State how many lines of the records below contain the string "sphere". Give only the number.

▸ DATA ROWS
★ ★ ★ ★ ★ ★ ★

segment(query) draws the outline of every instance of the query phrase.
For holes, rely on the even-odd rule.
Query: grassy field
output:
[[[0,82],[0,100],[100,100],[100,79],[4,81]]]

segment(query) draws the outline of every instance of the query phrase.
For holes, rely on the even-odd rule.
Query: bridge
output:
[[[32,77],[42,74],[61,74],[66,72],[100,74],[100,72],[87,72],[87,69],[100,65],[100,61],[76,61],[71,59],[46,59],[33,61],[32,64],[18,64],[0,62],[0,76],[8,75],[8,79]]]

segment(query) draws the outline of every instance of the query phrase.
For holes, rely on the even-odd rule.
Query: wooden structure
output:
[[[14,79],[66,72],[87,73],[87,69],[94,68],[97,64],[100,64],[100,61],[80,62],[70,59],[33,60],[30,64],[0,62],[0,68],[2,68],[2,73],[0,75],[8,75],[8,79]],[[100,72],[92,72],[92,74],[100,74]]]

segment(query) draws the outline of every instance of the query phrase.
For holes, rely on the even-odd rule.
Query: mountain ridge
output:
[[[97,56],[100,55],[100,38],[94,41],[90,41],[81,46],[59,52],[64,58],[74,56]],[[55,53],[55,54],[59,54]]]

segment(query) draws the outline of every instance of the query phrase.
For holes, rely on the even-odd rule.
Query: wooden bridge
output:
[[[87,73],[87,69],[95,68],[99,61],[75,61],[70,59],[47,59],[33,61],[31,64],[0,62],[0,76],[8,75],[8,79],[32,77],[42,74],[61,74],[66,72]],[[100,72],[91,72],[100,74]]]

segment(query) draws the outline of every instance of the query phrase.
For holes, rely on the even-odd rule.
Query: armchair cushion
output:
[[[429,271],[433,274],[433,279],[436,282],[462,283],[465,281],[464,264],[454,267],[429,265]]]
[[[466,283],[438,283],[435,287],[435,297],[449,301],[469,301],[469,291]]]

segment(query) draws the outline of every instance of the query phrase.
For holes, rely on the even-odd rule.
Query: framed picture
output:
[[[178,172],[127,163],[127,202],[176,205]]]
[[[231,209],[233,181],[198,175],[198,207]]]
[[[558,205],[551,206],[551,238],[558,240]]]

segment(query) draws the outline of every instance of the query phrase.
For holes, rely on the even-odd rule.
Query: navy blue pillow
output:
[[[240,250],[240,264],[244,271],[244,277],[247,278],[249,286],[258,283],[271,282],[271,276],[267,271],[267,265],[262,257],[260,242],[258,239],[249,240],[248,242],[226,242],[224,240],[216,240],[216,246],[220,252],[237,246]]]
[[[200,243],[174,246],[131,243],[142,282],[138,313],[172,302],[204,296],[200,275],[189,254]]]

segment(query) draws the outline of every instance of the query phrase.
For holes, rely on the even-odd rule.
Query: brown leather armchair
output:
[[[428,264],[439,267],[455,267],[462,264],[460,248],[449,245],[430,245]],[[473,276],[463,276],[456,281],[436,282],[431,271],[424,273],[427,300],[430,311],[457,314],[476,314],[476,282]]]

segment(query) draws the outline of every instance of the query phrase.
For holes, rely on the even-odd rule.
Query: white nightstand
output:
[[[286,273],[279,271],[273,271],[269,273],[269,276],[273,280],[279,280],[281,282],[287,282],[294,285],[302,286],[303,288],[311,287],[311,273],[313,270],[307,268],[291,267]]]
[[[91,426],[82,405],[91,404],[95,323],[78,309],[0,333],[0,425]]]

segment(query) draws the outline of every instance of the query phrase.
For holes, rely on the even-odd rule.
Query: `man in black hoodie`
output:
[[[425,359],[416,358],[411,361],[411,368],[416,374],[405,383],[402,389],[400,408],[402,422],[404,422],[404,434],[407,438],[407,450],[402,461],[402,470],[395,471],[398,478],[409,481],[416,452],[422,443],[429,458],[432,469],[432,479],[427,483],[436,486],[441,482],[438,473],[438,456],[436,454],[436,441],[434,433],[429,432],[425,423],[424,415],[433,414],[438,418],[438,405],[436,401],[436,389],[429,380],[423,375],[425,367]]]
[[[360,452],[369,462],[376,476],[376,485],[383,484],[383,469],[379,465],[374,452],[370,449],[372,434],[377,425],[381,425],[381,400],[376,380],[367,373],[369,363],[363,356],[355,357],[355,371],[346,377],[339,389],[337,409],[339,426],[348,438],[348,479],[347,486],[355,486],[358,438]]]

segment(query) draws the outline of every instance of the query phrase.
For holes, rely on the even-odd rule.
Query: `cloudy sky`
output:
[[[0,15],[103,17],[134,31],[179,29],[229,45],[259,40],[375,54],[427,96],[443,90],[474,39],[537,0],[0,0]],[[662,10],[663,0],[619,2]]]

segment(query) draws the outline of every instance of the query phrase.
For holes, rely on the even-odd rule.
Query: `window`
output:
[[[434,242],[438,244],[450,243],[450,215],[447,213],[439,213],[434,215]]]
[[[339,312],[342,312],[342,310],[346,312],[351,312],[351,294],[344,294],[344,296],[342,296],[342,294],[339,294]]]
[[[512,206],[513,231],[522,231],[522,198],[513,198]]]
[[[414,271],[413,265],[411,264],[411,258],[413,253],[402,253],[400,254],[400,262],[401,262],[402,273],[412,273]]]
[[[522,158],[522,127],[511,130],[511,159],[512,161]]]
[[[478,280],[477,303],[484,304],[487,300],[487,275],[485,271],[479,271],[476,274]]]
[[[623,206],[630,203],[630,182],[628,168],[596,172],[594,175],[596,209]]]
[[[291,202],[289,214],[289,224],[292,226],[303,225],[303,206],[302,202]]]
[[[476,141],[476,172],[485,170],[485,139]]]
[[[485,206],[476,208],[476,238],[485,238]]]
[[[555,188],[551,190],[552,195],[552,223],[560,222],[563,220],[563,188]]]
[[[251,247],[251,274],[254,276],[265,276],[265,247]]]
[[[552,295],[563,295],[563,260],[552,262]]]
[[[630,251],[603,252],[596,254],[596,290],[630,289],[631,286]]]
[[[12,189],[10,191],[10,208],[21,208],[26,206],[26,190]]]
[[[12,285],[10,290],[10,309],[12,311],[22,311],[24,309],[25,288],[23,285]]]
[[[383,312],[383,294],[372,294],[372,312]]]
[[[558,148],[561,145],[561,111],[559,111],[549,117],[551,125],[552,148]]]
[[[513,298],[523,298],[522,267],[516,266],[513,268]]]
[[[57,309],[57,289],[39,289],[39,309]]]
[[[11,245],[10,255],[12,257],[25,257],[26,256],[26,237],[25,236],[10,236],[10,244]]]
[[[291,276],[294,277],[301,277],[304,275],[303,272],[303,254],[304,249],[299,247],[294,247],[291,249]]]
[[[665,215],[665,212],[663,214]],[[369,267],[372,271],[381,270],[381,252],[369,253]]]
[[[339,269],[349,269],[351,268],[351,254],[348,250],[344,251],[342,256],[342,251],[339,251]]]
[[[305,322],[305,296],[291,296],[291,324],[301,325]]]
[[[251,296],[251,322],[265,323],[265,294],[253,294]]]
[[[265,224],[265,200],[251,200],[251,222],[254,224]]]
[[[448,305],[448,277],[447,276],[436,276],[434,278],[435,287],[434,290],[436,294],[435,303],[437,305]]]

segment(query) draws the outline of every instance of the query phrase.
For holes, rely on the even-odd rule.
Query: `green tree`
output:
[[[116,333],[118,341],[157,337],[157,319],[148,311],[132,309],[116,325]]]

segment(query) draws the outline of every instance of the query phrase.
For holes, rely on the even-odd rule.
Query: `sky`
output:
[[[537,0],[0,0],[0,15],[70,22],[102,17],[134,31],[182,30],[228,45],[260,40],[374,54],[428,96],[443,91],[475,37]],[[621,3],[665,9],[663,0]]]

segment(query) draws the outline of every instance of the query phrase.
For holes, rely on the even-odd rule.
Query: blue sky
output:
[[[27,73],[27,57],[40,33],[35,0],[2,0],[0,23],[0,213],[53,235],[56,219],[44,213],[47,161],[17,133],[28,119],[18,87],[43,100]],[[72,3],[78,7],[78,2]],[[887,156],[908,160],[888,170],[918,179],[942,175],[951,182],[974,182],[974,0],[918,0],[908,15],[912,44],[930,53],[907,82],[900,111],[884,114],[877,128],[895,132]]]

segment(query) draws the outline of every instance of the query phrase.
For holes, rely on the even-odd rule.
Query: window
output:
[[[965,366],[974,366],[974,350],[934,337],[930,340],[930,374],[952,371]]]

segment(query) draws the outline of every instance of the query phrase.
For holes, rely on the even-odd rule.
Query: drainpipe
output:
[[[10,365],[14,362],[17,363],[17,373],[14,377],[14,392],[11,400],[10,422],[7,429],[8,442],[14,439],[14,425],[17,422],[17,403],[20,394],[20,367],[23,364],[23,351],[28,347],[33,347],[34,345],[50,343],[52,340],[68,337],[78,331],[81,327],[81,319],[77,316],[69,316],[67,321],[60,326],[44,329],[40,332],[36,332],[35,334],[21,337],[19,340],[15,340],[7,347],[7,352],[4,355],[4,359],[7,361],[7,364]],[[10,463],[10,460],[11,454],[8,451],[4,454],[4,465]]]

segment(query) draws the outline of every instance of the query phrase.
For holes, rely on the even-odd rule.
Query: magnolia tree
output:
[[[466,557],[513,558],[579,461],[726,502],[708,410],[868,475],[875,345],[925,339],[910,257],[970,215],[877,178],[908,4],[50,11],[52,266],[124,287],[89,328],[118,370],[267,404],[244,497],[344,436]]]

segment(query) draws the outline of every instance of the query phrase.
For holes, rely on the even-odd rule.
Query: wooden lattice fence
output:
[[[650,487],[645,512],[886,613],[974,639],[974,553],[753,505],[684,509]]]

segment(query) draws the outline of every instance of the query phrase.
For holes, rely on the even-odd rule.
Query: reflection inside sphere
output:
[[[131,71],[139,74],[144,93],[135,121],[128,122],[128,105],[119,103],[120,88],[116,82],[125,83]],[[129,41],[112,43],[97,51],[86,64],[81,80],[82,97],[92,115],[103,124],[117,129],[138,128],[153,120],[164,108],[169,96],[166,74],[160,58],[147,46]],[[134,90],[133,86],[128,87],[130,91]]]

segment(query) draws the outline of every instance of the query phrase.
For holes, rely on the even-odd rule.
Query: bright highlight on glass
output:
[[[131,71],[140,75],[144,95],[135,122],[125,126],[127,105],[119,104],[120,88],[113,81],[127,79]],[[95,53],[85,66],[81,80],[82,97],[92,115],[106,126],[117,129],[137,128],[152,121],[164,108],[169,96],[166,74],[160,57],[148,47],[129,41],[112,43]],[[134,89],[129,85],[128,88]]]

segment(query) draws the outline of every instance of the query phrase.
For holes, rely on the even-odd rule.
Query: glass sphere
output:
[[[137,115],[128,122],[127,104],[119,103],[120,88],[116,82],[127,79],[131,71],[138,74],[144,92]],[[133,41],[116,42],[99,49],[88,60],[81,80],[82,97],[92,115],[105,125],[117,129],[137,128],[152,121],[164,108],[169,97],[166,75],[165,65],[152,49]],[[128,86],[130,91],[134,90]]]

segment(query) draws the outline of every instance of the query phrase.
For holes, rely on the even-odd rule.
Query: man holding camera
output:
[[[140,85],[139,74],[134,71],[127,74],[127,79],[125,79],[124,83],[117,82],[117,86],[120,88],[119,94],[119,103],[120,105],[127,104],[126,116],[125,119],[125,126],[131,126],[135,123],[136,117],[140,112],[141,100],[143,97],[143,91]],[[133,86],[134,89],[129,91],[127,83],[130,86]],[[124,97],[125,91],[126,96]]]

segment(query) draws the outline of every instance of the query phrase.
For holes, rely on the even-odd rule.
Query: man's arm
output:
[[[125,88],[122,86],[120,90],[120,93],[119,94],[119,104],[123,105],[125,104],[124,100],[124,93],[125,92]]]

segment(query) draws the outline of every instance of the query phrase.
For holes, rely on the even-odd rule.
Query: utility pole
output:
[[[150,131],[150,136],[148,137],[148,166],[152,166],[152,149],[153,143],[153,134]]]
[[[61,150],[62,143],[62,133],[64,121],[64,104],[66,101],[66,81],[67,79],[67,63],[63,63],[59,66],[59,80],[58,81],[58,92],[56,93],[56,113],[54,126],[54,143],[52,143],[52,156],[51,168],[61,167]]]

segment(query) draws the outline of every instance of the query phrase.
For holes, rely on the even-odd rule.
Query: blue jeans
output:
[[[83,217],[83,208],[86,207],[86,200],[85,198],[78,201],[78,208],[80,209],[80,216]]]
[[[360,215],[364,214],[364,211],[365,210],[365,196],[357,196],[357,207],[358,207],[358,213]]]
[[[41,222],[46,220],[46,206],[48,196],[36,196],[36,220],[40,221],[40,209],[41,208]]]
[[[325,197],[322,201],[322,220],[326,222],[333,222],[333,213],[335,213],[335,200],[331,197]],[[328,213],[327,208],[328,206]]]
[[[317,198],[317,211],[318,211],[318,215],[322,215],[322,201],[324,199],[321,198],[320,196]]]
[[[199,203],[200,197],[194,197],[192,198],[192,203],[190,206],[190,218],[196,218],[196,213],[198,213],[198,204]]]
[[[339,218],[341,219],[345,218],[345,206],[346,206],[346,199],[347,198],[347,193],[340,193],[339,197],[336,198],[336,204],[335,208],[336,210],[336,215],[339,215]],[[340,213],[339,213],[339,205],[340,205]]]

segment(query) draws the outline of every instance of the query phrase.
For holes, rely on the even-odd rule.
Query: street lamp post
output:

★ ★ ★ ★ ★ ★ ★

▸ RESPONSE TO THE TASK
2